▶ **Testo estratto**:
Tutto ciò pur potendo schierare in attacco Son Heung-Min del Tottenham (il giocatore più forte del continente asiatico) e Hwang Hee-chan dei Wolverhampton Wanderers.
Le reti segnate da Yazan Al-Naimat e Musa Al-Taamari hanno deciso a favore dei giordani una sfida nettamente dominata sul piano tattico dalla squadra allenata da Hussein Ammouta.
Ancora una volta Jürgen Klinsmann non è stato in grado né di preparare un piano gara efficace né di provvedere con gli opportuni aggiustamenti al pressing e al gioco fluido mostrato dagli avversari.
Stavolta non sono arrivate in soccorso della formazione del tedesco nemmeno quelle reti a tempo scaduto che hanno caratterizzato tutto il percorso della Corea in questo torneo e che hanno fatto parlare le testate di lingua inglese che si sono occupate dell’evento di zombie football.
I coreani infatti hanno trovato la via del gol al novantunesimo della prima sfida contro la Giordania (nel girone), al novantaquattresimo della partita con la Malesia, al novantanovesimo dell’incontro valevole per gli ottavi con l’Arabia Saudita di Roberto Mancini (prima dei supplementari) e al novantaseiesimo per prolungare dopo i tempi regolamentari il quarto di finale con l’Australia.
Klinsmann è finito nel mirino della critica, mai troppo tenera con l’ex attaccante dell’Inter anche per il fatto di aver scelto di passare poco tempo sul suolo creano durante la sua gestione. Al tedesco si imputa però soprattutto una generale mancanza di idee di gioco. La Corea di Klinsi non ha mai mostrato una chiara ed evidente identità tattica, ancorata in un 4-4-2 statico che aveva come unica idea quella di servire Son il prima possibile.

▶ **Elenco da usare**:
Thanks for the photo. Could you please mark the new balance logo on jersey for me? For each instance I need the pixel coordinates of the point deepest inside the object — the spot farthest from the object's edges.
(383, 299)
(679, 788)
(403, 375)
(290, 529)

▶ **Esercizi da svolgere**:
1. Traduci in inglese questa frase del testo sulla Corea: «Le reti segnate da Yazan Al-Naimat e Musa Al-Taamari hanno deciso a favore dei giordani una sfida nettamente dominata sul piano tattico dalla squadra allenata da Hussein Ammouta.»
2. Riscrivi tutte le righe dell'elenco mettendo "shirt" al posto di "jersey" e lasciando tutto il resto com'è.

▶ **Risposte attese**:
1. The goals scored by Yazan Al-Naimat and Musa Al-Taamari decided in the Jordanians' favor a match that was clearly dominated tactically by the team coached by Hussein Ammouta.

2.
Thanks for the photo. Could you please mark the new balance logo on shirt for me? For each instance I need the pixel coordinates of the point deepest inside the object — the spot farthest from the object's edges.
(383, 299)
(679, 788)
(403, 375)
(290, 529)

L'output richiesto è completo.